§ **Reading passage**:
%%
2019-06-19 Thread Lennart Poettering
On Mi, 19.06.19 09:25, John Lane (j...@lane.uk.net) wrote:

> Well I got to the bottom of it and wanted to close this out. I was
> prototyping on a laptop and the cpu (i7-7820HQ) did funky things to save
> power. I tried setting the performance governor but it didn't help.
>
> I ran the exact same tests on some servers and got the expected
> behaviour on all of them.
>
> Regarding isolcpus, I did try that, although I noted from the kernel
> docs that it is a deprecated option and it suggests that cpuset should
> be used instead. But I don't believe systemd (yet) supports cpuset?

cpuset became a cgroups feature a long time ago, but it's really really awful
semanticswise in cgroupsv1. In cgroupsv2 this is being worked on and
should be fixed. As soon as that's done we'll support it.

That said, I don't really see how cpuset could ever provide what
isolcpus does, i.e. control what cpus the kernel's own threads are
scheduled on. I mean, cpuset is inherentlich an "a-posteriori" thing:
to schedule something on a cpu you need its pid, but kernel threads
come and go, and for those you really want to configure the cpuset
mask "a-priori"... So I must say I don't understand the comment in the
docs really, I don't see how cpuset and isolcpus could be equivalent.
%%
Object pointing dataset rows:
%%
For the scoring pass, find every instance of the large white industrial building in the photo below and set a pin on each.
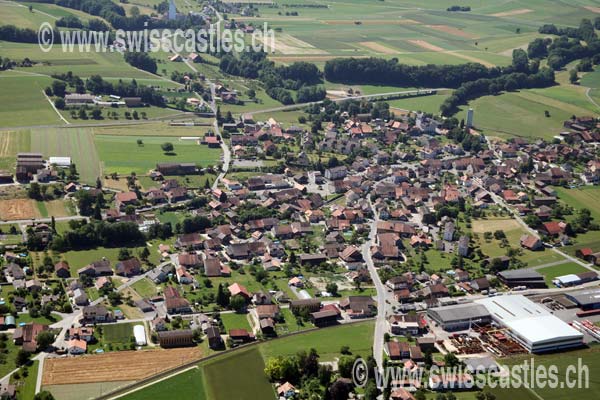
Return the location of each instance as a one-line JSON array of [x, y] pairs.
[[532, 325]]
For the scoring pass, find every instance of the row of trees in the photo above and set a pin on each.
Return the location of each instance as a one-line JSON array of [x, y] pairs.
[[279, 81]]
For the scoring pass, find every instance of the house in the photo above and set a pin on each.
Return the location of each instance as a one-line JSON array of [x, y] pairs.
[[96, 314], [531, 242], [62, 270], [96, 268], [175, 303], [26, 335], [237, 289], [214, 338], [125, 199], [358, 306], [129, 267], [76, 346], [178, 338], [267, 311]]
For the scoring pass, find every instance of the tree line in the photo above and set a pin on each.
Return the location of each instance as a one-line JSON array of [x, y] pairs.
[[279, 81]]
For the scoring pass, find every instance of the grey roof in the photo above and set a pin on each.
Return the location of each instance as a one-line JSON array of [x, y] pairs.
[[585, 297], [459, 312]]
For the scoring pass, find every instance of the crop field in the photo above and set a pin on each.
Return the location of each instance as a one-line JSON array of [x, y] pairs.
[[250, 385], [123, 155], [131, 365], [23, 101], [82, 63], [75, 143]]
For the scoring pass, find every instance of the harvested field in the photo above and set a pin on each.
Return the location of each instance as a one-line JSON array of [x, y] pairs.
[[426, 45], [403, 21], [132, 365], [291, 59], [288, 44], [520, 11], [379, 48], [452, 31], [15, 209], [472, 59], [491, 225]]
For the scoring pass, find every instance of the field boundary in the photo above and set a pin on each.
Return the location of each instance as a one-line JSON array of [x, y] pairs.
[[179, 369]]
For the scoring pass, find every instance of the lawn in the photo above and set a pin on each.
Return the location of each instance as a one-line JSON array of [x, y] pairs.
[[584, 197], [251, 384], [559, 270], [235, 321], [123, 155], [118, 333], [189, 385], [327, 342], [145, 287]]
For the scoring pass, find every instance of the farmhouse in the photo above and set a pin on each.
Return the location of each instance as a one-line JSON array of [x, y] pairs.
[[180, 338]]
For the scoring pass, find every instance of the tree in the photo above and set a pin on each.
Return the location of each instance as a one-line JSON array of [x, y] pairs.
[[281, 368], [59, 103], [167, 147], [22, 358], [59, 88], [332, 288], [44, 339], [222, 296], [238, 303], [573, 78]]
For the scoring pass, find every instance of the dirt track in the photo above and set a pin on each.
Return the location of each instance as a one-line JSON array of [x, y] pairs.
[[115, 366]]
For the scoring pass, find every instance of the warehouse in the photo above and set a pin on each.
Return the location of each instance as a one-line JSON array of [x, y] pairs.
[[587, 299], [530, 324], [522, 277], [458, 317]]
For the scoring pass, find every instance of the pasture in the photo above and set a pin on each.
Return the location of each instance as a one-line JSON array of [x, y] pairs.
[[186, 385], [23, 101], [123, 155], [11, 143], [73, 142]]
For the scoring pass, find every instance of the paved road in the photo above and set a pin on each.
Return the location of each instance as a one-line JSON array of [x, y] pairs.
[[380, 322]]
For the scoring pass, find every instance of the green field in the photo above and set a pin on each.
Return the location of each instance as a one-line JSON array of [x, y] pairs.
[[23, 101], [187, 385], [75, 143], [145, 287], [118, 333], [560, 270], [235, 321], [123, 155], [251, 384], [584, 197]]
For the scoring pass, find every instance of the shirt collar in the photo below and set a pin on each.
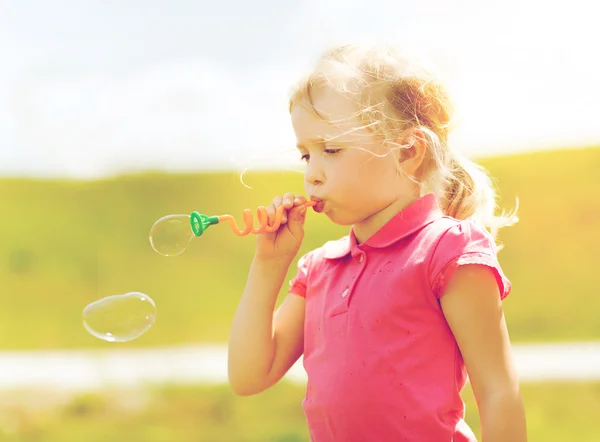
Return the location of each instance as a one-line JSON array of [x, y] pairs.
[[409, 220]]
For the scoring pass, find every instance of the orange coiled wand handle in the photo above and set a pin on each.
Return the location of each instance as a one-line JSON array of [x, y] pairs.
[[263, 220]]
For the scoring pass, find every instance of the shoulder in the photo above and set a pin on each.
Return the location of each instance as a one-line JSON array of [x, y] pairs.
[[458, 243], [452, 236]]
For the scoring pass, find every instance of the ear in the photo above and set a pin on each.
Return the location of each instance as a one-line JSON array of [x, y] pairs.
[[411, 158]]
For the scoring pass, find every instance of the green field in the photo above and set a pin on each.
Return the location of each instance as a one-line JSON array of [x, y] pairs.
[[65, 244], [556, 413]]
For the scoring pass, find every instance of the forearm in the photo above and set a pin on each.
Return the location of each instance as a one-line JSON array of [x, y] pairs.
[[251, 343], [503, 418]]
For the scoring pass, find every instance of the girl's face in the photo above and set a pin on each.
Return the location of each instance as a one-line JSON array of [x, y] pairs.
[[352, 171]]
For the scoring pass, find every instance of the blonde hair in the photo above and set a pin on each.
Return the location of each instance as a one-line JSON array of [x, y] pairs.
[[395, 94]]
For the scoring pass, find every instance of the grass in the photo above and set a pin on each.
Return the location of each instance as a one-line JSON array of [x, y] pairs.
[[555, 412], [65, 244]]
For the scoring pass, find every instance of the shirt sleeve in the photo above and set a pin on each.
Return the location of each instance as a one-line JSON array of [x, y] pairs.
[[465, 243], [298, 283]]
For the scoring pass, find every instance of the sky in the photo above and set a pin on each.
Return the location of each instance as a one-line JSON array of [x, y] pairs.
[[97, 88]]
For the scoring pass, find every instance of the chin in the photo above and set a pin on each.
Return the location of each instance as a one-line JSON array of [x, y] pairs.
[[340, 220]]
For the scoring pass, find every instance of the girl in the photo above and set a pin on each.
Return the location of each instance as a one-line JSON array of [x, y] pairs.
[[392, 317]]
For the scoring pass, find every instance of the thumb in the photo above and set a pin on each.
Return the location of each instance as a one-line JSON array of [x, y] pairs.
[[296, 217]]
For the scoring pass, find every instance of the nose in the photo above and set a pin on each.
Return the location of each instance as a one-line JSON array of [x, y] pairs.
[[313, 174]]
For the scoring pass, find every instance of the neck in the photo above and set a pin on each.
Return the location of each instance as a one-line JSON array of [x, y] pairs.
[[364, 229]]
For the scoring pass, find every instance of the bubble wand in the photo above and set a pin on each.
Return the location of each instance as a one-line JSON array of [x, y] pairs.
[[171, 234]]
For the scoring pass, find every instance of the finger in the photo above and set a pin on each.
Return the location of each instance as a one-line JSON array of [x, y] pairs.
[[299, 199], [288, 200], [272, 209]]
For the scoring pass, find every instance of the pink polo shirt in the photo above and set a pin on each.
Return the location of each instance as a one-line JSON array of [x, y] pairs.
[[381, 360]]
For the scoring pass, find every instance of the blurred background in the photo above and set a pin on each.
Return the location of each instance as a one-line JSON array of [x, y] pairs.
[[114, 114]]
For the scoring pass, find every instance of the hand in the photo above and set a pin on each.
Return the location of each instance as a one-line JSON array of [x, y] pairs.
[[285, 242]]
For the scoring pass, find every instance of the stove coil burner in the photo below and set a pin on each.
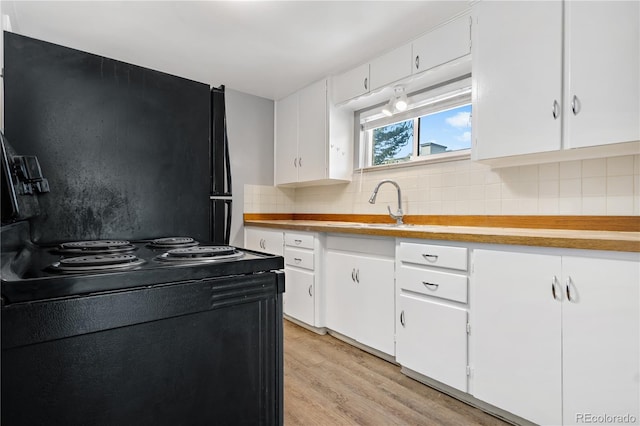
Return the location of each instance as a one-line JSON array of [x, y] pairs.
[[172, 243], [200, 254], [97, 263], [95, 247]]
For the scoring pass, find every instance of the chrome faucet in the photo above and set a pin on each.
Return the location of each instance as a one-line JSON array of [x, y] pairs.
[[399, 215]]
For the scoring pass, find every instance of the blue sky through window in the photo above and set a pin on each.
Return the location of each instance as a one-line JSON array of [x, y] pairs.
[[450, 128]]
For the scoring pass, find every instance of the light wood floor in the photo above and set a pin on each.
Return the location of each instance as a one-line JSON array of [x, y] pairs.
%%
§ **What you need to do**:
**1.** Please echo the mailing list reply about cpuset and isolcpus from "2019-06-19 Thread Lennart" to "all of them.".
**2.** Change "scoring pass" to "evaluation pass" in the rows, from the start of the rows to the line with "63], [75, 143]]", and keep everything else the same. Return only those lines and leave out the picture.

§ **Per-task outputs**:
**1.**
2019-06-19 Thread Lennart Poettering
On Mi, 19.06.19 09:25, John Lane (j...@lane.uk.net) wrote:

> Well I got to the bottom of it and wanted to close this out. I was
> prototyping on a laptop and the cpu (i7-7820HQ) did funky things to save
> power. I tried setting the performance governor but it didn't help.
>
> I ran the exact same tests on some servers and got the expected
> behaviour on all of them.

**2.**
For the evaluation pass, find every instance of the large white industrial building in the photo below and set a pin on each.
Return the location of each instance as a one-line JSON array of [x, y] pairs.
[[532, 325]]
For the evaluation pass, find every instance of the row of trees in the photo above and set a pin on each.
Return the location of each instance as a one-line JSON array of [x, y] pairs.
[[279, 81]]
For the evaluation pass, find every instance of the house in the photo above and set a pin on each.
Return the location of each instance as a one-line JSON array of [x, y] pairs.
[[96, 314], [531, 242], [62, 270], [96, 268], [175, 303], [26, 335], [237, 289], [214, 338], [125, 199], [358, 306], [129, 267], [76, 346], [178, 338], [267, 311]]
For the evaluation pass, find every instance of the tree line in the photo above and set a pin on each.
Return the location of each instance as a one-line JSON array of [x, y] pairs.
[[279, 81]]
For the evaluation pass, find every instance of the grey roof in the photo above and set a pin on each.
Return the location of each instance as a one-line JSON array of [x, y] pairs.
[[585, 297], [459, 312]]
For the evaluation pass, find every instance of the crop field in the photo above and set a pin on each.
Return the location of each instance as a one-line JSON array of [x, y] pairs.
[[250, 385], [123, 155], [131, 365], [23, 101], [82, 63], [75, 143]]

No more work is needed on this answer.